Why Single-Metric Evaluation Is Misleading

Consider two agents evaluated on SWE-bench Verified:

MetricAgent AAgent B
Resolve rate49%42%
Cost per instance$4.20$0.35
Median latency8 min45 sec
Safety incidents3 / 5000 / 500
Consistency (std dev)12%3%

A leaderboard showing only resolve rate ranks Agent A higher. But Agent B is 12x cheaper, 10x faster, safer, and more consistent. For most production use cases, Agent B is the better choice. The single-metric framing actively misleads.

Why It Matters

  1. Tradeoff-aware decision-making. Real deployment decisions involve tradeoffs between dimensions. A taxonomy makes these tradeoffs explicit and negotiable rather than hidden.
  2. Preventing Goodhart's Law. When a single metric becomes the target, agents (and their developers) optimize for it at the expense of unmeasured dimensions. A multi-dimensional taxonomy resists this.
  3. Stakeholder communication. Different stakeholders care about different dimensions: engineers care about accuracy, finance cares about cost, security teams care about safety, users care about latency. A taxonomy provides a shared vocabulary.
  4. Regression detection. Improving one dimension often regresses another. Multi-dimensional evaluation detects these regressions before they reach production.

Key Technical Details

  • The median SWE-bench instance costs 5.00 across frontier agents, but the distribution is heavily right-skewed -- some instances cost $50+
  • Agent latency follows a log-normal distribution: median and mean can differ by 3-5x
  • Safety evaluation is often binary per-incident but should be weighted by severity -- a credential leak is worse than an unnecessary file creation
  • Industry surveys show cost and latency are the most under-measured dimensions: teams frequently track accuracy but ignore efficiency
  • The Pareto frontier across dimensions is the right optimization target -- not maximizing any single metric

Common Misconceptions

"Accuracy is the most important dimension." For production systems, reliability and safety often dominate. An agent that solves 60% of tasks with zero safety incidents and low variance may be preferable to one that solves 75% of tasks but occasionally deletes files and has high run-to-run variance.

> _Set tasks_
1: Answer these questions from the passage on agent evaluation:
(a) How many times cheaper than Agent A is Agent B said to be?
(b) What kind of distribution does agent latency follow?
(c) Which two dimensions do industry surveys show are the most under-measured?
2: Print the stretch of the passage on agent evaluation from "Why It Matters" through "a shared vocabulary.".
The entries that come next have no connection to the passage on agent evaluation.

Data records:

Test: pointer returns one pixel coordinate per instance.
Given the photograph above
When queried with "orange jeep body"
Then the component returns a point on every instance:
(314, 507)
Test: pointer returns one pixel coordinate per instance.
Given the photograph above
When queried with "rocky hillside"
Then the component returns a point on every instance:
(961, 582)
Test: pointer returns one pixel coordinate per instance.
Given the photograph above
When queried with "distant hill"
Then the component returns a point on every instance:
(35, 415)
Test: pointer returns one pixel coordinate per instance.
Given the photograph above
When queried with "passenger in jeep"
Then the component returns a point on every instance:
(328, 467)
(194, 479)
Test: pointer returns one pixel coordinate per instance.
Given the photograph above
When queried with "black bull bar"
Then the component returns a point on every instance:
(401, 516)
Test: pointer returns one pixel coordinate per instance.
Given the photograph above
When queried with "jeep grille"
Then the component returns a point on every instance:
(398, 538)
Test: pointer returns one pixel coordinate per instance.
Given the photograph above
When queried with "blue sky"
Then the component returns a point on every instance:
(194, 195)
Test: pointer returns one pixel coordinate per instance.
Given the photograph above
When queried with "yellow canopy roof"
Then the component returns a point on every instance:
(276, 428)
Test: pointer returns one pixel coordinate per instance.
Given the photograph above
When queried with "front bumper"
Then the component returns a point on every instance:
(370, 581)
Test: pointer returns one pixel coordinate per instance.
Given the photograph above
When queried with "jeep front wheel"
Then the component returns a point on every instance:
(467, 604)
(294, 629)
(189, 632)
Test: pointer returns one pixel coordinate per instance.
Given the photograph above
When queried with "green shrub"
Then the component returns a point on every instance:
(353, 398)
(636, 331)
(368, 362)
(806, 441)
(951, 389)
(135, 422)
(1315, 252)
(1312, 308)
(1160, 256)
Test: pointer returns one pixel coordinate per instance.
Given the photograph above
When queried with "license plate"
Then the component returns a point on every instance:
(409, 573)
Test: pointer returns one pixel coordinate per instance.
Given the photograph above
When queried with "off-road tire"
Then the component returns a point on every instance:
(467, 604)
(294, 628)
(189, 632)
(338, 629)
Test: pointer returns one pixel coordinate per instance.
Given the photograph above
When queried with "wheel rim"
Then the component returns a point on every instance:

> _Task-by-task results_
1:
(a) 12x
(b) A log-normal distribution
(c) Cost and latency

2:
Why It Matters

  1. Tradeoff-aware decision-making. Real deployment decisions involve tradeoffs between dimensions. A taxonomy makes these tradeoffs explicit and negotiable rather than hidden.
  2. Preventing Goodhart's Law. When a single metric becomes the target, agents (and their developers) optimize for it at the expense of unmeasured dimensions. A multi-dimensional taxonomy resists this.
  3. Stakeholder communication. Different stakeholders care about different dimensions: engineers care about accuracy, finance cares about cost, security teams care about safety, users care about latency. A taxonomy provides a shared vocabulary.